**PROMPT:**
Count the lines in the records that contain the word "white", matching case exactly, and give only the number.

**SUPPLIED MATERIAL:**
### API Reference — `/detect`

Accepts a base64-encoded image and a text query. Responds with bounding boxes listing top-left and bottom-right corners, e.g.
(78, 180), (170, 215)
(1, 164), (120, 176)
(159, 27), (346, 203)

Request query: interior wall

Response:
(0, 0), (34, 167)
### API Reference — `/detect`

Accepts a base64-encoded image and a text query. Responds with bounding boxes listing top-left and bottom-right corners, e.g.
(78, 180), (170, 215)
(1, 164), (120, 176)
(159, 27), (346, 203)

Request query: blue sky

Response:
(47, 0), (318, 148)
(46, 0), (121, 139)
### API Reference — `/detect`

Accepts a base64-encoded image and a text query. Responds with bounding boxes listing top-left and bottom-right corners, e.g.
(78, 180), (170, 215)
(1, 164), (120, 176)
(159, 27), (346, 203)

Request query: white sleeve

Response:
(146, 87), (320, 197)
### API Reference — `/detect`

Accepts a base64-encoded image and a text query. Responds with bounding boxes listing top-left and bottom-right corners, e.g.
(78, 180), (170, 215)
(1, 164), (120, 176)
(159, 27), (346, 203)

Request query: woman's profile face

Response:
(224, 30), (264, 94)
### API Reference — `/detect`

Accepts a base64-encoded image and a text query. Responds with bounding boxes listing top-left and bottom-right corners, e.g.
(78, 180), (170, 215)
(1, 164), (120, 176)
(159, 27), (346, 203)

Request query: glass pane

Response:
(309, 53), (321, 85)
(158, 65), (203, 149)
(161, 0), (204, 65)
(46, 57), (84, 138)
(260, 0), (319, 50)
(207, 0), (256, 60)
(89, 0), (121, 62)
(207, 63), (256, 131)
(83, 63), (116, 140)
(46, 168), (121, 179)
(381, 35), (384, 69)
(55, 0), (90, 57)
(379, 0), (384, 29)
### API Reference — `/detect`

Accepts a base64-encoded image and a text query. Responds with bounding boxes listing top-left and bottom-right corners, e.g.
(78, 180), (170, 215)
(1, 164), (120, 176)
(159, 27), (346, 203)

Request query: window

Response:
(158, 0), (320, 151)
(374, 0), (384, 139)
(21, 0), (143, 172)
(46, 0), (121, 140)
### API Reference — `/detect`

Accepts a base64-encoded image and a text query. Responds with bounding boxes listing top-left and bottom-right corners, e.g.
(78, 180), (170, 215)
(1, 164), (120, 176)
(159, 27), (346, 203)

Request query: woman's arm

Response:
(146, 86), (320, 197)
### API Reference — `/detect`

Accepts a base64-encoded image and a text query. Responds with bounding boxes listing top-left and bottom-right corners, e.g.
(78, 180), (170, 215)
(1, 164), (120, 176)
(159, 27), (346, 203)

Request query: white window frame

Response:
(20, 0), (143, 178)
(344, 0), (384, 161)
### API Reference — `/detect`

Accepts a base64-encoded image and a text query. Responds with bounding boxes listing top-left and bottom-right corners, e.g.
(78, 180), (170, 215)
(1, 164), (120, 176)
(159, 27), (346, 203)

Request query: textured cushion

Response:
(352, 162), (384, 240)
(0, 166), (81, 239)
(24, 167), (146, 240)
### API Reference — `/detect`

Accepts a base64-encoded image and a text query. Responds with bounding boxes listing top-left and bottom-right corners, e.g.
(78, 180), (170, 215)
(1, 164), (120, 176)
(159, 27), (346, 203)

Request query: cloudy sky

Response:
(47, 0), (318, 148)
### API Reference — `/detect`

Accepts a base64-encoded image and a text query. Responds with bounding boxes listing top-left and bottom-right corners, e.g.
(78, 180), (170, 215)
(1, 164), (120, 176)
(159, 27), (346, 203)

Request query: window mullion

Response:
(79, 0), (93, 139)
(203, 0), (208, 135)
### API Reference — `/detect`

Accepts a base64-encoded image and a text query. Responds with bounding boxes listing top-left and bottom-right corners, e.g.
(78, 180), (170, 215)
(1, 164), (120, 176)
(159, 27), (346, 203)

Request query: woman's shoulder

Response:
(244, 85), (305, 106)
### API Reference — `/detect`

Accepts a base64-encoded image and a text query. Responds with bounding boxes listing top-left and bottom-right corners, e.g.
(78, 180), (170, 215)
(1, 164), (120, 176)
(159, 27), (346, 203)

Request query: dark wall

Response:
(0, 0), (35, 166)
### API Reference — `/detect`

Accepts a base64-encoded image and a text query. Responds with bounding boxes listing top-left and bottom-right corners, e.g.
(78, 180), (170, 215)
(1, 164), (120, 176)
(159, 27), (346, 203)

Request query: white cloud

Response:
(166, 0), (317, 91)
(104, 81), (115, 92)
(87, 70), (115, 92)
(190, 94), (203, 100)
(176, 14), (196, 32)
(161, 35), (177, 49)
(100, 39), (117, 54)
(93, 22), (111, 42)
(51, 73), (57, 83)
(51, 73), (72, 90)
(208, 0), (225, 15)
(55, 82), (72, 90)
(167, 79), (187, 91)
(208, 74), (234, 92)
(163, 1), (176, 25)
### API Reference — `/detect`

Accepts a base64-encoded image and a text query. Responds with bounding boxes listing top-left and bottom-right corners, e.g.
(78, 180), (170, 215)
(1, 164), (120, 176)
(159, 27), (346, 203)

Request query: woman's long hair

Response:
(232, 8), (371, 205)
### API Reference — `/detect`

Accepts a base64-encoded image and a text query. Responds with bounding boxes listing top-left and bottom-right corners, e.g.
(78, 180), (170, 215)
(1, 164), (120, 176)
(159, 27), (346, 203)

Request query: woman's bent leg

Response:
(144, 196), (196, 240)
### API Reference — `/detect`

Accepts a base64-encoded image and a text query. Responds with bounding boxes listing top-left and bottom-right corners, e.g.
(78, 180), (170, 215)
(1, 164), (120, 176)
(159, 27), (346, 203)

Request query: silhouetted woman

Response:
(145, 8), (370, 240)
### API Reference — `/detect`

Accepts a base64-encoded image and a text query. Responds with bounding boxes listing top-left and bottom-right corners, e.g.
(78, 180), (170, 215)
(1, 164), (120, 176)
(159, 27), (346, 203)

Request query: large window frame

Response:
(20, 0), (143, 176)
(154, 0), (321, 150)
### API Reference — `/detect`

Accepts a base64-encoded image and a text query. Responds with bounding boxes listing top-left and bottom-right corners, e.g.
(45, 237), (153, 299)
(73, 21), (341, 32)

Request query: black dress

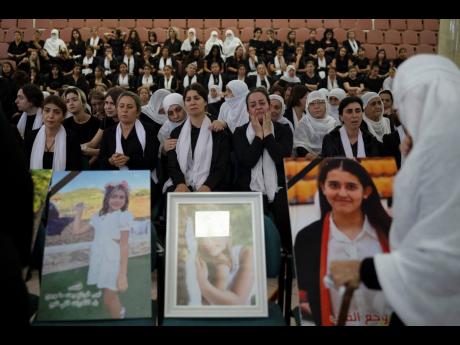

**FULL ANSWER:**
3